Written problem: Reproduce the records below word for word, keeping every line in its original order.

Data listing:
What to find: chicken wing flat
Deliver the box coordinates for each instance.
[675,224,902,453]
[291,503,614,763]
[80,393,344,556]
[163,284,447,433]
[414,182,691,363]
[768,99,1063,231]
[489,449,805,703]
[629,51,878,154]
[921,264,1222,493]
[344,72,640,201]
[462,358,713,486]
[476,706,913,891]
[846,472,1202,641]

The answer:
What to find: chicken wing flat
Deliver the box coordinates for each instance.
[675,224,902,453]
[291,503,614,763]
[80,393,344,556]
[163,284,447,433]
[414,182,691,363]
[768,99,1063,231]
[489,449,805,703]
[629,51,878,154]
[921,264,1222,493]
[344,72,640,201]
[462,358,713,486]
[476,706,913,891]
[846,472,1202,641]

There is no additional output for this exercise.